_Exercise description:_ Recast the records as a JSON list of strings, one string per line with blank lines left out, covering only the lines from the one containing "point: hazy sky" through the end of the records, both ends included.

Start of Data shown

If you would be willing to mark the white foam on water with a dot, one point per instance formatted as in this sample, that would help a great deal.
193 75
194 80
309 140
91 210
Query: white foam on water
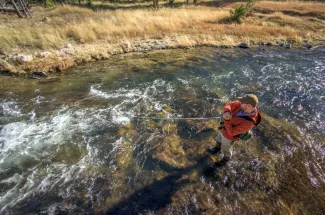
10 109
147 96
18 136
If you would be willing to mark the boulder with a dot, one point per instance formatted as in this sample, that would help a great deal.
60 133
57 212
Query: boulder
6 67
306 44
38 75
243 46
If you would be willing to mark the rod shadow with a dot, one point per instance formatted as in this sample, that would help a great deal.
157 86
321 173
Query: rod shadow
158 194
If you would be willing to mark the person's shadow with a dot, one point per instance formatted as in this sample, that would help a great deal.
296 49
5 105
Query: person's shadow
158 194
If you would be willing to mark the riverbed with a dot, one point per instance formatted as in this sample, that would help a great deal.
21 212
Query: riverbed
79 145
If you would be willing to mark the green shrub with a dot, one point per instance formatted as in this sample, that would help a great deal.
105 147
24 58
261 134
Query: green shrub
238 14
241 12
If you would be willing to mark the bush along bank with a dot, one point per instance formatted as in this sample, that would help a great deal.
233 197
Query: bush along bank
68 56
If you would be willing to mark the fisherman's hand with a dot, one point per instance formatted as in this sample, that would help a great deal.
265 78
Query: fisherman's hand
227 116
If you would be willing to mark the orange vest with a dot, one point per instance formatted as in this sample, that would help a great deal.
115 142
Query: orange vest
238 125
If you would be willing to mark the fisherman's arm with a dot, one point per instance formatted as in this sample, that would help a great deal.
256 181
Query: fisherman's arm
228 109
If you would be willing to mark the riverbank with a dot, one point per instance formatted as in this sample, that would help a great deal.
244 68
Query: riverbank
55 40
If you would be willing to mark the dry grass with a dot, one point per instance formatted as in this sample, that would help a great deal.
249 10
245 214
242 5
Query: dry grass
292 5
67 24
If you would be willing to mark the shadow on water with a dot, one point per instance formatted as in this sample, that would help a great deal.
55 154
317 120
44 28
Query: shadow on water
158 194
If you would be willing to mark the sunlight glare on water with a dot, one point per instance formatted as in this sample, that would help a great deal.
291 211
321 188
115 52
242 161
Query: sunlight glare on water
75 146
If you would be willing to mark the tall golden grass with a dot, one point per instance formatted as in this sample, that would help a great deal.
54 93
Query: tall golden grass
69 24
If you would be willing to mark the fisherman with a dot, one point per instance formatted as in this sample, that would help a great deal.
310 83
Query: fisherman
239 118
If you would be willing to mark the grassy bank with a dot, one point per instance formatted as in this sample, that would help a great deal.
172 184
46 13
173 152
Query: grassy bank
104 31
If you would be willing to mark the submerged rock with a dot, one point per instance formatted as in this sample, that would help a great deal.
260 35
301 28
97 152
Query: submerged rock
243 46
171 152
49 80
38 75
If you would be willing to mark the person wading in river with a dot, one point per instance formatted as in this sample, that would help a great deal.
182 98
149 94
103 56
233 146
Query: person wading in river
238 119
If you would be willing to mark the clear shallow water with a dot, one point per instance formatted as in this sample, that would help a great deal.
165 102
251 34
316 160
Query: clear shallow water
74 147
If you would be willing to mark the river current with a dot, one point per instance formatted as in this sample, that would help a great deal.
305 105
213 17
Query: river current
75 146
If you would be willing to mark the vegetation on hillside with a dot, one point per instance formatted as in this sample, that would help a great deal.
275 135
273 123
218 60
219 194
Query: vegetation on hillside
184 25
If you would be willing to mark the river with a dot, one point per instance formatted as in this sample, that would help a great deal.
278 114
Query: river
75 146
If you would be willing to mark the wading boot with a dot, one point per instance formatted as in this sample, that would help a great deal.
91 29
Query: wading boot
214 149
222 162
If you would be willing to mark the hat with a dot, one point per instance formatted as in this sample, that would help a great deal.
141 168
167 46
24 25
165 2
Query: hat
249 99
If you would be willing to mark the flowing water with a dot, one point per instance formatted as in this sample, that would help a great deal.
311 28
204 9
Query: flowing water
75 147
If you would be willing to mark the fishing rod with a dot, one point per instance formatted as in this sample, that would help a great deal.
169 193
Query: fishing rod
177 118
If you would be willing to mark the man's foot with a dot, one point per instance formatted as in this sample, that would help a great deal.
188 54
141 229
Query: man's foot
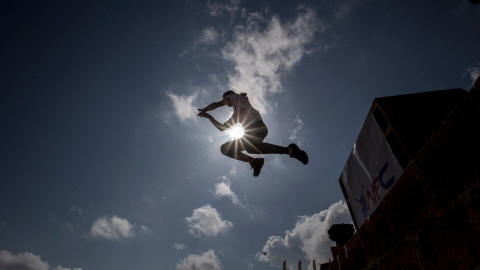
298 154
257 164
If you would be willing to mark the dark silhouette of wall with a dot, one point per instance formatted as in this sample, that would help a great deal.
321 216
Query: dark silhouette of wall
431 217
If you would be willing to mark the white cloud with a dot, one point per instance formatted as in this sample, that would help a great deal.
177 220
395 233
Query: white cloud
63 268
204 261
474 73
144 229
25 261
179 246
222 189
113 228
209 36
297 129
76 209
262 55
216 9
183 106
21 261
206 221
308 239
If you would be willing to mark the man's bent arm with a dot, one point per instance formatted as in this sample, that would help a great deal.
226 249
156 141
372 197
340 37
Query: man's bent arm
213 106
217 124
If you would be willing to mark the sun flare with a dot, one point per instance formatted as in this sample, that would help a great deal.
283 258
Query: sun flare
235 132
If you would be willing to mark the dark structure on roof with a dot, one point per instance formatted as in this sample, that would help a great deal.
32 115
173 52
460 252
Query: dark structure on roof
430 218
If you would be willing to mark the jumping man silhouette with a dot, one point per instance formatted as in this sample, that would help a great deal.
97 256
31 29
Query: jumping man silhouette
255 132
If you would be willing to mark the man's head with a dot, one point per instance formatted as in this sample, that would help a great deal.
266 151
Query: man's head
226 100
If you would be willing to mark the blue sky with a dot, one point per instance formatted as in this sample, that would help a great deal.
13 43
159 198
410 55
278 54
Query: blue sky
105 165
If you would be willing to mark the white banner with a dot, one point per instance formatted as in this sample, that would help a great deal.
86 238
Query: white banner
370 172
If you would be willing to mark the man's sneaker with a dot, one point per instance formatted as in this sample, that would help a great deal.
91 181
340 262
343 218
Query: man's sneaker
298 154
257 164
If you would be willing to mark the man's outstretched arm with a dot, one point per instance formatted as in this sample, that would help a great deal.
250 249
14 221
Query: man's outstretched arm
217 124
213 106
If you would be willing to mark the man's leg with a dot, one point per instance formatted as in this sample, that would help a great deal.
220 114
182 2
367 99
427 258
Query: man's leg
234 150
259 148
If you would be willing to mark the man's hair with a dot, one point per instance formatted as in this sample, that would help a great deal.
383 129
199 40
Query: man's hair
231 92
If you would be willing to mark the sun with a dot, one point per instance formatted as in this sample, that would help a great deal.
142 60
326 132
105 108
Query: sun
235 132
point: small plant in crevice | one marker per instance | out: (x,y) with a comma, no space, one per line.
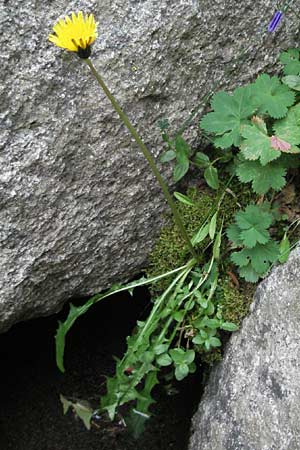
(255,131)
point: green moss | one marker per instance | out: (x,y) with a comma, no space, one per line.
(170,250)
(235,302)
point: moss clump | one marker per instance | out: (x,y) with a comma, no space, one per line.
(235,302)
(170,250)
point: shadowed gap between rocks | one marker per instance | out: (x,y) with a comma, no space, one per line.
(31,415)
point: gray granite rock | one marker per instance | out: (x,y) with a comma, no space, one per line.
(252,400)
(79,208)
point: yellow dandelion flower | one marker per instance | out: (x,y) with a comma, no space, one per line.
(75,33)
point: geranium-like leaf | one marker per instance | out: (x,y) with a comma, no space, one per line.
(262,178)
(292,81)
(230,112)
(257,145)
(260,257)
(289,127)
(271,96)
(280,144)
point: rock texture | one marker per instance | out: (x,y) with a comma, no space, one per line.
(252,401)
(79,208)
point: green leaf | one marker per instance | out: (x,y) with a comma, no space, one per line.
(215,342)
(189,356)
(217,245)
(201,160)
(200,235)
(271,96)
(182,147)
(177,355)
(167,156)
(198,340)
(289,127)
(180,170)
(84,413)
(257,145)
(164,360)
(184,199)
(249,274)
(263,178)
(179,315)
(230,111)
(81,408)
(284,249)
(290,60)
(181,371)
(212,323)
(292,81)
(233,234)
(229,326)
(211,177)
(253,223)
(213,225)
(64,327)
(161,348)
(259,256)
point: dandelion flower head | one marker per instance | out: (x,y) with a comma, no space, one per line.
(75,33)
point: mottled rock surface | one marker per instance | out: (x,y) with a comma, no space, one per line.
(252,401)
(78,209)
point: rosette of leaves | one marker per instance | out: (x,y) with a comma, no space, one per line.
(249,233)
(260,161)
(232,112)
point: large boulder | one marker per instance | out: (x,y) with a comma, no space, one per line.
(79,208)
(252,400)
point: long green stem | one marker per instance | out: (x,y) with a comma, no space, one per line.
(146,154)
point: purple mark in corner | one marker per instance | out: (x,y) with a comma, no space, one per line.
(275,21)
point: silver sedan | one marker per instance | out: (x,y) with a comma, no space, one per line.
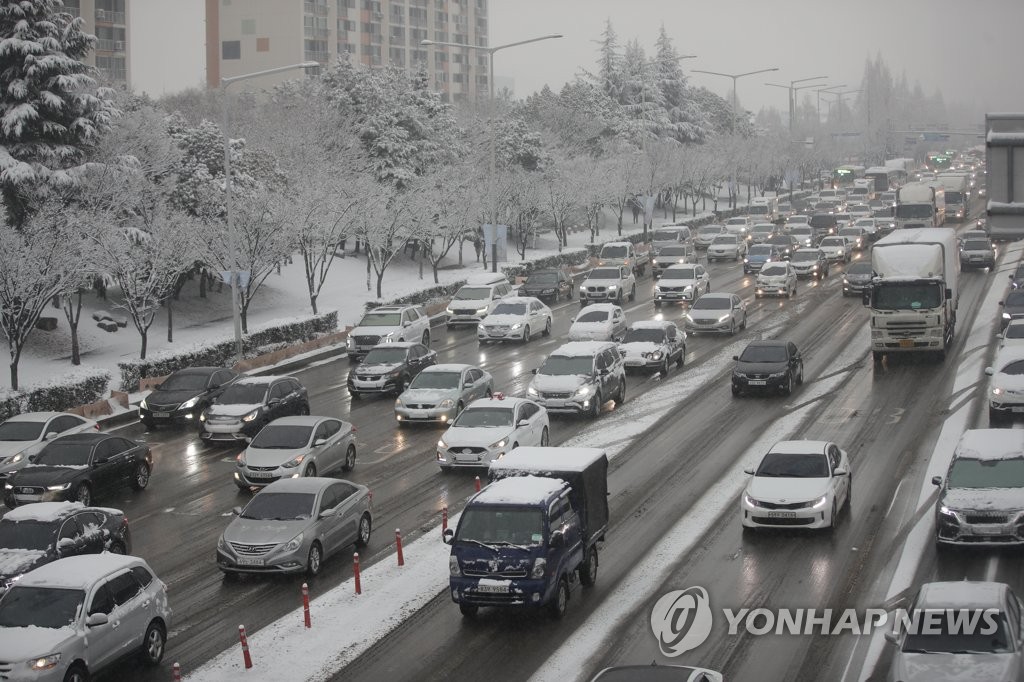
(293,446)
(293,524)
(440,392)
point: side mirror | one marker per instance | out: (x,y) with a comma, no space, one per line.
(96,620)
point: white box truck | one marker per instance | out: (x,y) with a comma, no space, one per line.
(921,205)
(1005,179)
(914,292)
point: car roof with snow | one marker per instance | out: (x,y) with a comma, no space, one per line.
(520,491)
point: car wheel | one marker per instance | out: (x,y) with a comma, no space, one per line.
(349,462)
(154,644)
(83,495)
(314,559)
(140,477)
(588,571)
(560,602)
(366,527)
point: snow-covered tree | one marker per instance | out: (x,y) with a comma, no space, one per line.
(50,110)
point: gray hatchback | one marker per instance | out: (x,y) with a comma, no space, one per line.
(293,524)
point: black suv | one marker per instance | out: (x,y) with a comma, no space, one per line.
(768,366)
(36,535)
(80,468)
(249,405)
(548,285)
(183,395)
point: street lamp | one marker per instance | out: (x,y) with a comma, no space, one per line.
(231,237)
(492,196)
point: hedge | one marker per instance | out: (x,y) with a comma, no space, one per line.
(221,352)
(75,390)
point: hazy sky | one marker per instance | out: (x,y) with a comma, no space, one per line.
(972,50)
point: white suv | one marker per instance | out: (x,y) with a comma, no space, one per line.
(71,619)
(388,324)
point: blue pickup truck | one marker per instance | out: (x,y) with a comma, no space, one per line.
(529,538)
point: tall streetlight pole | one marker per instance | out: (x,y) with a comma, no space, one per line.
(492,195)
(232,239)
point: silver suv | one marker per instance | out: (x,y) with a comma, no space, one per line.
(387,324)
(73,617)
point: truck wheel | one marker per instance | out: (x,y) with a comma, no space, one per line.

End of Data shown

_Worked solution:_
[
  "point: hazy sky | one marker per instance | out: (x,y) with a comma, no space, one per line.",
  "(972,50)",
  "point: white suv | one marker per instance | out: (x,y) with a comma, no space, one per line.",
  "(71,619)",
  "(388,324)",
  "point: blue pickup truck | one marker per instance | out: (x,y) with a comma, no space, one per line.",
  "(529,538)",
  "point: tall streetlight pole | one marker per instance | out: (x,y) with a comma, no space, one per line.",
  "(492,195)",
  "(232,239)",
  "point: silver suv | one marker per instance | out: (x,y) with a comma, no space, one per line.",
  "(387,324)",
  "(73,617)",
  "point: truck wheel | one marker per instance | out: (x,y) with a comma, no space, one per line."
]